#### TEXT:
___
The probe was launched by State Attorney General Arthur J. Sills and was accompanied by fresh charges against the “Rat Finks,” as members of the faction call themselves, by State Senator Nelson F. Stamler, an independent Republican. Sen. Stamler, who had earlier aired a charge that the faction had sung an anti-Semitic song at state and national Young Republican conventions last summer, accused the faction of systematically discouraging Jews and Negroes from joining the Young Republicans. Mr. Mills said that the reported singing of such songs might constitute “discriminatory proceedings” in violation of state civil rights laws.

National and state Republican party chairmen also took action today. They ordered ouster of the Rat Finks who allegedly took part in the “sing-alongs” at the state Young Republican convention last May and at a national convention last June. Sen. Stamler had asserted that the anti-Semitic and racist songs were published in a seven-page song sheet used in the “sing-alongs.”
___
#### THE REQUEST:
Carry on the news report about the state inquiry into the Young Republican faction, picking up after its final sentence.

#### ENTRIES PROVIDED:
___
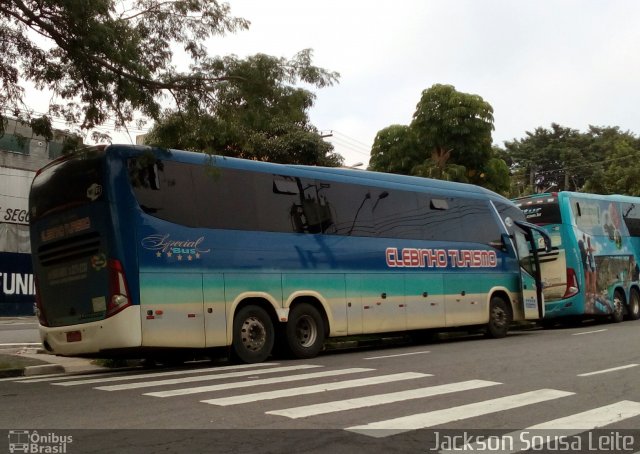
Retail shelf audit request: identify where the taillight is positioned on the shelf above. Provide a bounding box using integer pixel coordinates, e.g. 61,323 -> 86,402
___
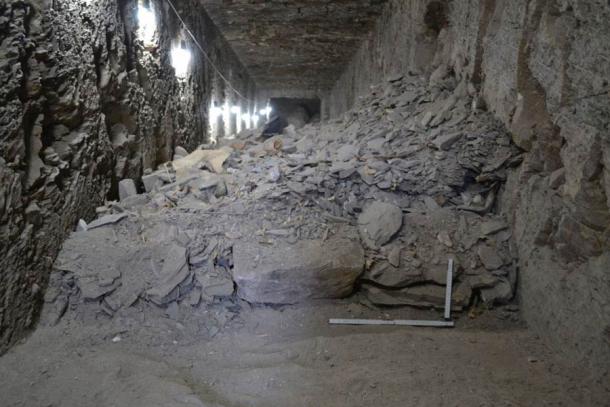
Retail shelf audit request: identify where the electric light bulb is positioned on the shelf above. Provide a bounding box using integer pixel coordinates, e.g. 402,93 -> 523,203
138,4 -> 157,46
___
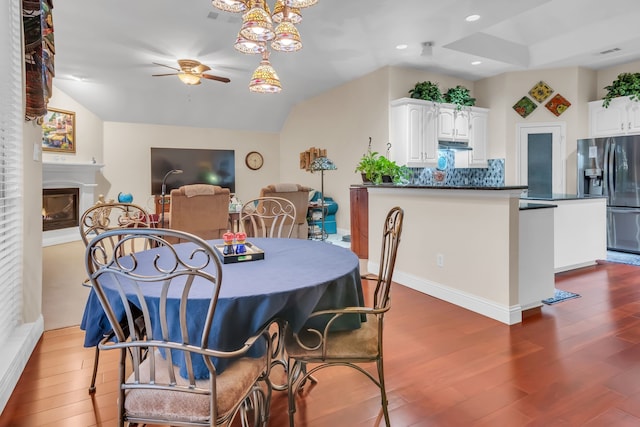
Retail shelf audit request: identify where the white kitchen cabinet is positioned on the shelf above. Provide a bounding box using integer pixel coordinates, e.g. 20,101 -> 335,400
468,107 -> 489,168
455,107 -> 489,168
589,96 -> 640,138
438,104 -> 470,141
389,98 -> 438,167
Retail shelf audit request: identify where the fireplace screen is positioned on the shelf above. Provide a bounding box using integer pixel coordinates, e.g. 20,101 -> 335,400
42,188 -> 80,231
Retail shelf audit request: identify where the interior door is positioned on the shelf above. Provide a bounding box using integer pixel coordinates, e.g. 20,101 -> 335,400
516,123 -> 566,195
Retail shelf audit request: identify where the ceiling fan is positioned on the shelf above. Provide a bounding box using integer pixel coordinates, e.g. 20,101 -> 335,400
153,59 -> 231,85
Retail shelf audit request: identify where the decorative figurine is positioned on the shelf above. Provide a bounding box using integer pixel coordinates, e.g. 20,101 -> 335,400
___
#### RESPONSE TO THIS TASK:
Sen. Stamler said that he knew of a number of Jews who had applied for membership in Young Republican county units and who had been “harassed” by Rat Fink adherents until they stopped coming to meetings. Mr. Stamler, the only Jewish Republican in the New Jersey Legislature, said one Rat Fink technique was to subject Jewish applicants to hostile questioning, and then to seat them apart from the membership.